### Task statement
For the data below, restate word for word only the lines from the line containing "the metal railing" through the line containing "the leafy tree", both ends included.

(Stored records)
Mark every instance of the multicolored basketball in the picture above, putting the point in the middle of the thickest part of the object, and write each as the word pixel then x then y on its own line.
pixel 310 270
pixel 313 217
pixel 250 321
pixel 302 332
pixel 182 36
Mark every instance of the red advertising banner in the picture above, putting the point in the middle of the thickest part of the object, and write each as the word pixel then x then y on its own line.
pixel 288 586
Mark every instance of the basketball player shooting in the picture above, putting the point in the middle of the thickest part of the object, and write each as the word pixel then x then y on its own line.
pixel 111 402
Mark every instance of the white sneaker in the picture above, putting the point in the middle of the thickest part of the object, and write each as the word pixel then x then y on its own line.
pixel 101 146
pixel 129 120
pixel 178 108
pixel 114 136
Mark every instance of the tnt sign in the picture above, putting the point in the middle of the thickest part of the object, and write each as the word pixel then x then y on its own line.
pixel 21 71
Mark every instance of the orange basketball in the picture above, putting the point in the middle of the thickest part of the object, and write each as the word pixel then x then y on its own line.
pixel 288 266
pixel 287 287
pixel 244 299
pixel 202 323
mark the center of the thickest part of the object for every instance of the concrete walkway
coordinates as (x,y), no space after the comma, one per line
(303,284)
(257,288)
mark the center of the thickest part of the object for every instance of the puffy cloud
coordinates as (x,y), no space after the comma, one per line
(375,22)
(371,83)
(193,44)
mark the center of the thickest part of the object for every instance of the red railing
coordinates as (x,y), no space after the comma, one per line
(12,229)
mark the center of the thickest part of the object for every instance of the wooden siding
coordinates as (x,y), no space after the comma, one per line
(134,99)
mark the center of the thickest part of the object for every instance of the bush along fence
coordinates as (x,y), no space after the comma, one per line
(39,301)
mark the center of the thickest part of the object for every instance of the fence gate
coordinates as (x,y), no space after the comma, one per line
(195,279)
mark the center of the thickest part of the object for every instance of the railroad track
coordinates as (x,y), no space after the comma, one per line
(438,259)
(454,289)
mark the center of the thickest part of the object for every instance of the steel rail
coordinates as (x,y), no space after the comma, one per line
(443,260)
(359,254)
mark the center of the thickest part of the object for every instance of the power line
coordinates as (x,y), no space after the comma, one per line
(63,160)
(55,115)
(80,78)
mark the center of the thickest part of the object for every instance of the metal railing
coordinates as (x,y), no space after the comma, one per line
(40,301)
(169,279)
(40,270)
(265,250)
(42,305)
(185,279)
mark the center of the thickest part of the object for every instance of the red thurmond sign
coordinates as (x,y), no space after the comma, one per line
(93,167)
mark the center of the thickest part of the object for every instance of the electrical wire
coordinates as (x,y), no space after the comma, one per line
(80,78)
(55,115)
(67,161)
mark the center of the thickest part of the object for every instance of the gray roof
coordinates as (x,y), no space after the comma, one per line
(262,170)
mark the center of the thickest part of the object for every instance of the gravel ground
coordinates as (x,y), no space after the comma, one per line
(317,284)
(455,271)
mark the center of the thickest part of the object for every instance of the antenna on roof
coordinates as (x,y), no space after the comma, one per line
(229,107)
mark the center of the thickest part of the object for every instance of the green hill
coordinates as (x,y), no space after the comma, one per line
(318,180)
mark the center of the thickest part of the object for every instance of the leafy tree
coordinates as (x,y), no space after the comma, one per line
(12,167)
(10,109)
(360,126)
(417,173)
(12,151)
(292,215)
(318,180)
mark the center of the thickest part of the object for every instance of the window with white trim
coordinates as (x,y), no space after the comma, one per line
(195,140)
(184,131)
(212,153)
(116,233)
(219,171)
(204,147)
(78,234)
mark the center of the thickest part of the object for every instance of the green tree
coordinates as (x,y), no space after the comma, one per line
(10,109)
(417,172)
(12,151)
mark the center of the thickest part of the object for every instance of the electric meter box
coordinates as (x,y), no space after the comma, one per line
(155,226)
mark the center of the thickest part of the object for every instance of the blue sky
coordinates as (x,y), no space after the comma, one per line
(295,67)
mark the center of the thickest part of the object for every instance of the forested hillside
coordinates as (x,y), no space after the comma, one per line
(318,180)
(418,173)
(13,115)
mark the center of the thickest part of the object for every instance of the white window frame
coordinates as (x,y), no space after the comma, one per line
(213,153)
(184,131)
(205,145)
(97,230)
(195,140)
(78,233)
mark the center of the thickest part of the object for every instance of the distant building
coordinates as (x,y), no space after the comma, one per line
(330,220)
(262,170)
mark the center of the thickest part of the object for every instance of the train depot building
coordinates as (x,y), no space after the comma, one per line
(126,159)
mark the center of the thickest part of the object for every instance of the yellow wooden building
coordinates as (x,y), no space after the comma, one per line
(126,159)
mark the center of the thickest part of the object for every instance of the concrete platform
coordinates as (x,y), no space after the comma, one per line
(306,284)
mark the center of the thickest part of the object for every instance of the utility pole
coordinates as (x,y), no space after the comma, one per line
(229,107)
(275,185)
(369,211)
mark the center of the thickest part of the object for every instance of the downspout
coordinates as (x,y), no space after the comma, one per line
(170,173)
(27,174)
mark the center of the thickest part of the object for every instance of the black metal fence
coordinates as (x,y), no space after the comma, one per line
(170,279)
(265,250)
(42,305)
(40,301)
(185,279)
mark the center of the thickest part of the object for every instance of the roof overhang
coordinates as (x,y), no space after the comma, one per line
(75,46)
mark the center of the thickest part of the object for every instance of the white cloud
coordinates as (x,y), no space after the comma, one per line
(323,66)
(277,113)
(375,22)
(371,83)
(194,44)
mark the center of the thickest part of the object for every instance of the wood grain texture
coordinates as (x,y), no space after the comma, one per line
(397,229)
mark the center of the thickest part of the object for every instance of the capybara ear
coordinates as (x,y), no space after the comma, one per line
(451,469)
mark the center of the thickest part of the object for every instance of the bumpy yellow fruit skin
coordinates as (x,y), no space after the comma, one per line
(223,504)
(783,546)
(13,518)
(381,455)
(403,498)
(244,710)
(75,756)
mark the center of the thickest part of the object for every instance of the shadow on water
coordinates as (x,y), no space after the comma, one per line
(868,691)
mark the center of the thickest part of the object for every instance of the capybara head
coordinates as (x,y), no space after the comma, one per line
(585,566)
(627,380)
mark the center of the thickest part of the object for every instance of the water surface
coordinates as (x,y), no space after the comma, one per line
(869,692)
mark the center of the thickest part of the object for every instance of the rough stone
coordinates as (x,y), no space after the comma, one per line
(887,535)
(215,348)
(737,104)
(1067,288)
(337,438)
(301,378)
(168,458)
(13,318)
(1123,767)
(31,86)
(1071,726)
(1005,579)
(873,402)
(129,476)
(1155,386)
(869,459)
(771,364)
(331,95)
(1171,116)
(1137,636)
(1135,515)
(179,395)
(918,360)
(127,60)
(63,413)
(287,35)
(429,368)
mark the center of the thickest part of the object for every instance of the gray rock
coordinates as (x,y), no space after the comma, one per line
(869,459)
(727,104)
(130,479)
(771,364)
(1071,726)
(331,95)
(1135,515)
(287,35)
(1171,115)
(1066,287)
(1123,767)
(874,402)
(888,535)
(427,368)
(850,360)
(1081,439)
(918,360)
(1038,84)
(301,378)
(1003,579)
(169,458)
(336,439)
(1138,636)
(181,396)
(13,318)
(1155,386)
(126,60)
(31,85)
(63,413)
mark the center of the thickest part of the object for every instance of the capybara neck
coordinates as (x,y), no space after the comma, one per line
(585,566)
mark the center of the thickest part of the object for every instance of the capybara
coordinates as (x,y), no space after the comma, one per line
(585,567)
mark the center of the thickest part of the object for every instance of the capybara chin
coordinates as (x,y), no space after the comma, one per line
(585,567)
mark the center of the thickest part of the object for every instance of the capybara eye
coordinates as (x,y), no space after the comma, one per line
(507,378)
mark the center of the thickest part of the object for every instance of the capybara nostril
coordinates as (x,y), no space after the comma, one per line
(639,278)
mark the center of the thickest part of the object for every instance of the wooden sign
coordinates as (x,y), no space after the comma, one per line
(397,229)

### Response for this exercise
mark the center of the thickest part of the object for every instance of the metal railing
coordinates as (x,y), no space after the comma, one per line
(40,301)
(169,279)
(40,270)
(265,250)
(42,305)
(185,279)
mark the center of the thickest part of the object for every instance of the red thurmond sign
coordinates as (x,y), no space after the comma, one per line
(93,167)
mark the center of the thickest part of the object for every instance of the electrical wire
coordinates as (x,y), no space after the comma, one per line
(80,78)
(55,115)
(67,161)
mark the center of the thickest part of the object for every instance of the gray roof
coordinates as (x,y), no space after the comma, one per line
(262,170)
mark the center of the thickest part of the object for every instance of the gravel ground
coordinates as (x,y), no space after the comma, one per line
(317,284)
(455,271)
mark the center of the thickest part of the object for every instance of the antenna on roof
coordinates as (x,y), no space after the comma, one per line
(229,107)
mark the center of the thickest part of the object for every instance of the green hill
coordinates as (x,y), no space after the comma, one per line
(318,180)
mark the center of the thickest part of the object for every instance of the leafy tree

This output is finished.